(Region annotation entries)

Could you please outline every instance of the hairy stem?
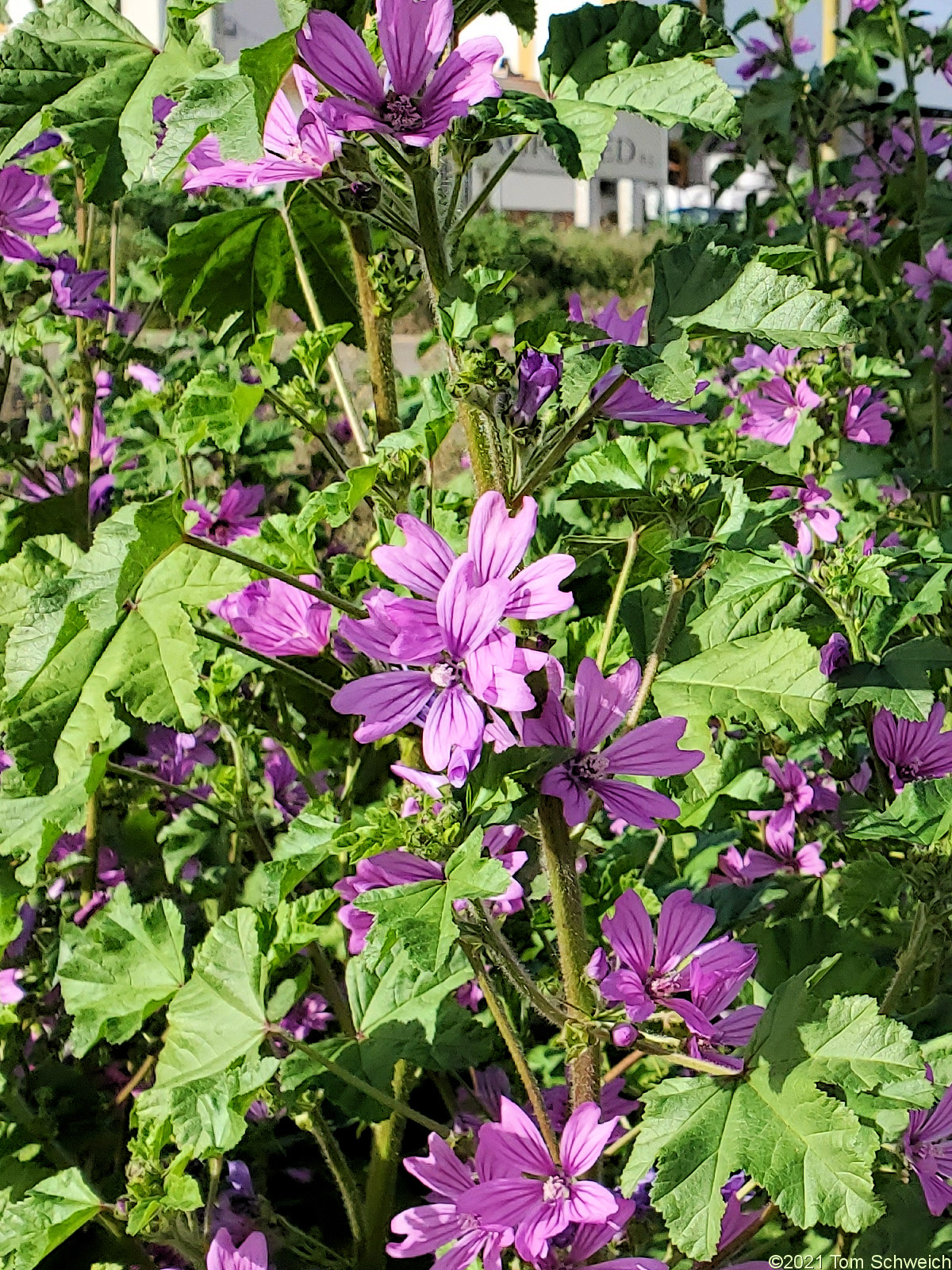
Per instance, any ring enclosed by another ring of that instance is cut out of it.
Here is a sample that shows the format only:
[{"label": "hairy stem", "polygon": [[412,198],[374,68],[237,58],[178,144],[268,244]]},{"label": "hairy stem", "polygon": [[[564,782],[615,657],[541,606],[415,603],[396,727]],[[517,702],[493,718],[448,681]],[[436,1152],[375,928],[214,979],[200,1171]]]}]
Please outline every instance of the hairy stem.
[{"label": "hairy stem", "polygon": [[164,781],[161,776],[154,776],[151,772],[143,772],[141,767],[123,767],[122,763],[107,763],[107,772],[110,776],[124,776],[131,777],[133,781],[146,781],[149,785],[155,785],[160,790],[165,790],[168,794],[178,794],[184,798],[192,799],[193,803],[201,803],[202,806],[207,806],[209,812],[215,812],[223,820],[231,820],[232,824],[240,824],[241,822],[231,812],[226,812],[225,808],[218,806],[217,803],[209,803],[207,798],[202,798],[198,794],[193,794],[192,790],[185,789],[182,785],[173,785],[171,781]]},{"label": "hairy stem", "polygon": [[195,634],[201,635],[202,639],[211,640],[212,644],[220,644],[222,648],[231,648],[235,649],[236,653],[244,653],[246,657],[253,657],[255,662],[260,662],[263,665],[270,665],[273,669],[281,671],[292,679],[297,679],[300,683],[312,688],[322,697],[334,696],[335,690],[329,683],[322,683],[320,679],[315,679],[315,677],[308,674],[307,671],[300,671],[296,665],[291,665],[289,662],[282,662],[277,657],[267,657],[264,653],[258,653],[255,649],[248,648],[246,644],[241,644],[236,639],[230,639],[227,635],[220,635],[217,631],[209,631],[204,626],[195,626]]},{"label": "hairy stem", "polygon": [[[414,1073],[405,1058],[393,1064],[393,1095],[402,1101],[410,1096],[415,1083]],[[393,1217],[393,1195],[400,1171],[400,1147],[404,1140],[406,1118],[395,1111],[388,1120],[372,1128],[371,1167],[367,1171],[364,1195],[364,1241],[360,1247],[358,1270],[385,1270],[387,1265],[387,1237]]]},{"label": "hairy stem", "polygon": [[396,376],[393,375],[393,326],[390,314],[381,310],[371,282],[369,258],[373,244],[367,222],[353,221],[348,224],[347,230],[357,281],[357,298],[360,302],[364,344],[367,345],[367,368],[377,417],[377,436],[387,437],[391,432],[400,431]]},{"label": "hairy stem", "polygon": [[896,973],[892,975],[892,983],[890,983],[886,989],[886,996],[882,998],[882,1005],[880,1006],[881,1015],[894,1013],[902,999],[902,993],[906,991],[909,980],[922,964],[923,952],[929,944],[932,930],[932,911],[929,909],[929,906],[920,899],[915,906],[915,913],[913,914],[913,927],[909,931],[909,942],[896,959]]},{"label": "hairy stem", "polygon": [[[595,1007],[585,968],[589,960],[585,914],[581,903],[581,885],[575,869],[575,845],[569,837],[561,800],[550,794],[539,795],[538,819],[542,838],[542,862],[548,874],[552,892],[552,917],[555,919],[559,961],[562,970],[565,999],[590,1017]],[[590,1039],[585,1049],[569,1064],[569,1087],[572,1107],[583,1102],[600,1102],[602,1048]]]},{"label": "hairy stem", "polygon": [[231,551],[228,547],[220,547],[217,542],[211,542],[208,538],[197,538],[192,533],[183,535],[182,541],[190,547],[197,547],[199,551],[208,551],[209,555],[220,555],[222,560],[234,560],[235,564],[244,564],[246,569],[254,569],[255,573],[263,573],[267,578],[277,578],[278,582],[286,582],[288,587],[294,587],[297,591],[306,591],[308,596],[322,599],[325,605],[330,605],[331,608],[339,608],[341,613],[348,613],[350,617],[367,616],[367,610],[360,605],[353,605],[349,599],[344,599],[341,596],[334,596],[330,591],[324,591],[321,587],[312,587],[310,582],[305,582],[302,578],[294,577],[293,573],[286,573],[283,569],[275,569],[273,565],[264,564],[261,560],[253,560],[251,556],[242,556],[239,551]]},{"label": "hairy stem", "polygon": [[338,1190],[340,1191],[340,1198],[344,1203],[344,1212],[347,1213],[347,1220],[350,1227],[350,1234],[353,1236],[354,1245],[359,1247],[364,1237],[363,1200],[360,1199],[357,1179],[350,1171],[350,1165],[347,1162],[347,1156],[340,1149],[340,1143],[334,1135],[334,1130],[325,1120],[324,1113],[316,1102],[306,1110],[293,1113],[292,1120],[298,1129],[303,1129],[305,1133],[310,1133],[321,1148],[321,1154],[327,1163],[331,1177],[338,1184]]},{"label": "hairy stem", "polygon": [[496,1027],[499,1029],[499,1035],[505,1041],[505,1048],[509,1050],[509,1055],[513,1059],[513,1066],[519,1073],[519,1080],[526,1090],[526,1096],[529,1100],[536,1120],[538,1121],[539,1130],[545,1138],[546,1147],[548,1147],[548,1153],[552,1157],[553,1163],[559,1163],[559,1139],[552,1129],[552,1121],[548,1119],[548,1111],[546,1111],[546,1104],[542,1099],[542,1091],[538,1087],[538,1081],[536,1080],[532,1068],[529,1067],[529,1060],[526,1058],[526,1053],[519,1044],[519,1038],[515,1034],[515,1027],[509,1017],[509,1011],[505,1007],[505,1002],[496,996],[495,988],[493,987],[489,974],[486,973],[486,966],[480,956],[479,951],[467,940],[462,941],[463,951],[470,959],[470,965],[476,975],[476,982],[480,986],[482,996],[486,998],[486,1005],[489,1006],[489,1012],[493,1015]]},{"label": "hairy stem", "polygon": [[[297,241],[297,235],[294,234],[294,226],[291,222],[291,216],[288,213],[284,202],[281,203],[281,216],[284,221],[284,229],[288,234],[288,243],[291,244],[291,254],[294,259],[294,269],[297,272],[297,281],[301,284],[301,291],[305,296],[305,302],[307,304],[307,311],[311,316],[311,325],[315,330],[325,330],[326,323],[321,315],[320,305],[317,304],[317,297],[314,293],[314,287],[311,286],[311,279],[307,276],[307,267],[305,265],[305,258],[301,254],[301,244]],[[367,436],[367,428],[364,428],[360,413],[354,405],[354,399],[350,395],[350,389],[347,386],[347,380],[344,378],[344,372],[340,368],[340,362],[338,361],[338,354],[331,352],[327,357],[327,370],[330,377],[334,382],[334,390],[338,394],[340,405],[347,415],[347,422],[350,424],[350,431],[354,434],[354,442],[360,452],[360,457],[364,462],[371,457],[371,439]]]},{"label": "hairy stem", "polygon": [[674,634],[674,624],[678,621],[678,613],[680,612],[684,591],[685,587],[682,579],[675,574],[671,574],[671,580],[668,588],[668,605],[665,606],[664,616],[661,617],[661,625],[658,629],[654,648],[649,654],[647,662],[645,662],[645,671],[641,676],[638,691],[635,695],[635,701],[628,711],[628,718],[625,720],[626,728],[633,728],[641,716],[641,711],[645,709],[645,702],[649,698],[655,679],[658,678],[658,671],[664,660],[664,654],[670,638]]},{"label": "hairy stem", "polygon": [[614,584],[614,591],[612,592],[612,602],[608,606],[608,615],[605,616],[605,629],[602,632],[602,643],[598,645],[598,655],[595,657],[595,664],[599,671],[604,669],[605,658],[608,657],[608,649],[612,646],[612,635],[614,634],[614,624],[618,621],[618,611],[622,607],[622,599],[625,598],[625,592],[628,587],[628,578],[631,577],[631,570],[635,565],[635,556],[638,554],[638,531],[632,530],[628,535],[628,546],[625,551],[625,560],[622,561],[622,568]]},{"label": "hairy stem", "polygon": [[420,1111],[414,1111],[414,1109],[407,1106],[406,1102],[401,1102],[399,1099],[391,1097],[390,1093],[385,1093],[383,1090],[378,1090],[374,1085],[371,1085],[369,1081],[364,1081],[363,1077],[354,1076],[353,1072],[348,1072],[345,1067],[341,1067],[340,1063],[336,1063],[333,1058],[327,1058],[325,1054],[321,1054],[314,1048],[314,1045],[307,1045],[305,1041],[294,1040],[293,1036],[286,1036],[284,1040],[294,1049],[300,1049],[302,1054],[307,1054],[307,1057],[312,1058],[315,1063],[320,1063],[321,1067],[325,1067],[331,1076],[336,1076],[336,1078],[343,1081],[344,1085],[350,1085],[355,1090],[359,1090],[360,1093],[366,1093],[367,1097],[374,1099],[382,1107],[387,1107],[390,1111],[397,1111],[407,1120],[415,1120],[416,1124],[423,1125],[423,1128],[429,1133],[438,1133],[440,1138],[449,1137],[449,1132],[444,1125],[438,1124],[435,1120],[430,1120],[428,1115],[423,1115]]}]

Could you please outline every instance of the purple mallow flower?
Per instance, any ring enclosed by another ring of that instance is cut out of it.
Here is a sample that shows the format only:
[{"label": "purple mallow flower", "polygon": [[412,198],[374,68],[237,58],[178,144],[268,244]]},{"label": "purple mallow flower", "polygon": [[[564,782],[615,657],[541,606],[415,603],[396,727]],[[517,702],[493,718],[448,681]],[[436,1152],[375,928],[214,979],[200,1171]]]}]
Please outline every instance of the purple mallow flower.
[{"label": "purple mallow flower", "polygon": [[380,70],[343,18],[312,10],[297,48],[321,84],[339,94],[321,103],[330,127],[423,147],[477,102],[499,97],[493,67],[503,46],[493,36],[465,39],[440,62],[452,29],[452,0],[377,0]]},{"label": "purple mallow flower", "polygon": [[942,730],[944,718],[946,707],[941,701],[924,721],[896,719],[891,710],[877,710],[873,745],[896,792],[909,781],[934,781],[952,775],[952,732]]},{"label": "purple mallow flower", "polygon": [[34,177],[17,164],[0,168],[0,257],[4,260],[41,260],[24,234],[47,237],[62,229],[60,204],[46,177]]},{"label": "purple mallow flower", "polygon": [[[748,39],[744,44],[746,52],[750,55],[750,60],[741,62],[737,67],[737,76],[746,83],[751,79],[770,79],[773,72],[781,65],[783,58],[783,44],[779,39],[776,39],[774,44],[768,44],[764,39],[758,39],[757,37]],[[797,37],[791,39],[790,51],[795,56],[797,53],[812,52],[814,46],[809,39]]]},{"label": "purple mallow flower", "polygon": [[[816,478],[807,475],[803,485],[791,489],[788,485],[774,485],[770,498],[796,498],[800,507],[791,516],[797,531],[796,551],[802,556],[814,554],[815,537],[821,542],[835,542],[838,536],[836,526],[843,519],[840,513],[828,507],[826,502],[831,497],[830,490],[817,485]],[[783,544],[790,555],[795,549],[790,544]]]},{"label": "purple mallow flower", "polygon": [[952,1086],[930,1111],[909,1113],[902,1151],[929,1212],[939,1217],[952,1204]]},{"label": "purple mallow flower", "polygon": [[[321,584],[312,573],[301,580]],[[265,657],[317,657],[330,640],[330,606],[277,578],[253,582],[208,607],[242,644]]]},{"label": "purple mallow flower", "polygon": [[221,497],[217,514],[212,514],[202,503],[187,498],[183,507],[187,512],[198,512],[198,522],[189,530],[197,538],[211,538],[218,546],[226,547],[241,537],[255,537],[264,517],[254,513],[264,498],[264,485],[249,485],[248,489],[236,480],[228,485]]},{"label": "purple mallow flower", "polygon": [[[288,752],[277,740],[265,737],[261,743],[267,753],[264,759],[264,781],[270,787],[274,805],[278,808],[284,820],[293,820],[311,801],[301,775],[288,757]],[[326,781],[321,777],[321,784],[326,790]]]},{"label": "purple mallow flower", "polygon": [[952,284],[952,260],[942,239],[925,253],[924,265],[906,260],[902,265],[902,278],[913,288],[915,298],[923,301],[932,297],[932,288],[937,282]]},{"label": "purple mallow flower", "polygon": [[746,1045],[762,1011],[741,1006],[725,1013],[757,965],[757,949],[726,936],[702,944],[715,916],[689,892],[675,890],[661,904],[655,940],[641,897],[626,890],[613,916],[602,918],[612,960],[599,988],[605,1001],[625,1006],[632,1024],[674,1010],[691,1033],[689,1052],[725,1062],[718,1049]]},{"label": "purple mallow flower", "polygon": [[526,428],[548,401],[562,377],[562,358],[550,357],[534,348],[519,358],[519,392],[513,406],[513,424]]},{"label": "purple mallow flower", "polygon": [[519,648],[501,625],[505,617],[534,621],[571,607],[559,584],[572,572],[569,555],[552,555],[512,578],[536,530],[534,499],[509,516],[501,494],[484,494],[470,522],[468,550],[452,549],[414,516],[397,516],[406,546],[381,546],[378,569],[424,599],[372,591],[368,618],[343,617],[338,631],[368,657],[416,671],[385,671],[340,688],[331,701],[341,714],[359,714],[359,742],[380,740],[407,724],[423,725],[423,756],[434,771],[462,784],[482,749],[484,704],[532,710],[526,683],[547,655]]},{"label": "purple mallow flower", "polygon": [[831,678],[836,671],[844,671],[853,664],[853,654],[849,652],[849,640],[839,631],[834,631],[820,649],[820,673]]},{"label": "purple mallow flower", "polygon": [[484,1229],[514,1233],[517,1253],[537,1264],[575,1223],[602,1224],[618,1212],[619,1200],[607,1186],[584,1180],[616,1124],[616,1116],[603,1121],[594,1102],[583,1102],[562,1130],[556,1163],[537,1125],[522,1107],[501,1099],[499,1124],[480,1130],[480,1185],[459,1198],[458,1210]]},{"label": "purple mallow flower", "polygon": [[849,441],[867,446],[885,446],[892,436],[892,424],[886,418],[891,411],[892,406],[886,405],[885,392],[873,392],[871,387],[861,384],[858,389],[852,389],[847,398],[843,432]]},{"label": "purple mallow flower", "polygon": [[633,659],[605,678],[590,657],[575,677],[575,720],[550,692],[538,719],[526,719],[523,745],[559,745],[574,754],[542,777],[539,789],[562,800],[569,824],[581,824],[589,814],[589,794],[602,799],[613,820],[642,829],[656,819],[671,819],[678,804],[664,794],[645,789],[619,776],[682,776],[703,761],[698,749],[679,749],[685,719],[655,719],[642,724],[605,749],[602,742],[625,723],[641,682]]},{"label": "purple mallow flower", "polygon": [[217,1232],[208,1248],[207,1270],[268,1270],[268,1241],[254,1231],[235,1247],[226,1229]]},{"label": "purple mallow flower", "polygon": [[298,117],[284,90],[278,89],[264,122],[264,157],[254,163],[222,159],[218,138],[211,133],[190,151],[183,189],[197,193],[211,185],[251,189],[324,175],[327,164],[340,154],[340,137],[327,127],[324,107],[316,100],[315,77],[303,66],[294,66],[292,74],[303,112]]},{"label": "purple mallow flower", "polygon": [[741,437],[758,437],[774,446],[788,446],[797,431],[797,424],[810,417],[823,401],[806,380],[800,380],[796,389],[781,377],[758,384],[749,392],[743,392],[740,400],[748,414],[737,432]]},{"label": "purple mallow flower", "polygon": [[[391,1257],[421,1257],[452,1243],[438,1265],[440,1270],[466,1270],[477,1259],[485,1270],[501,1270],[501,1252],[513,1243],[513,1231],[490,1229],[476,1215],[462,1208],[480,1185],[480,1172],[465,1165],[439,1137],[428,1139],[428,1156],[410,1156],[404,1168],[426,1186],[428,1203],[397,1213],[390,1223],[402,1242],[387,1245]],[[477,1158],[476,1170],[481,1161]]]},{"label": "purple mallow flower", "polygon": [[[598,326],[605,333],[608,339],[594,340],[595,345],[611,342],[637,344],[646,310],[644,307],[636,309],[631,318],[622,318],[618,312],[619,302],[618,296],[613,296],[604,309],[600,309],[598,312],[585,314],[580,297],[572,295],[569,297],[569,316],[572,321],[586,321],[589,325]],[[600,396],[621,375],[622,371],[617,367],[603,375],[592,389],[593,400]],[[602,414],[608,419],[619,419],[625,423],[707,423],[703,414],[698,414],[694,410],[683,410],[679,405],[670,401],[660,401],[647,389],[642,387],[641,384],[630,378],[626,378],[621,387],[616,389],[612,396],[604,403]]]}]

# GOAL OF THE EXERCISE
Write out the records verbatim from the line with "Could you please outline every instance of the purple" to the line with "Please outline every instance of the purple mallow flower.", including both of those lines.

# PROBLEM SOLUTION
Could you please outline every instance of the purple mallow flower?
Per instance, any ring enclosed by another ring of that instance is cut out of it.
Here is a sample that shows the format only:
[{"label": "purple mallow flower", "polygon": [[412,198],[374,68],[237,58],[178,144],[268,244]]},{"label": "purple mallow flower", "polygon": [[[564,782],[615,657],[541,606],[415,603],[396,727]],[[517,702],[493,718],[448,681]],[[436,1152],[375,928],[214,979],[200,1171]]]}]
Please outline every instance of the purple mallow flower.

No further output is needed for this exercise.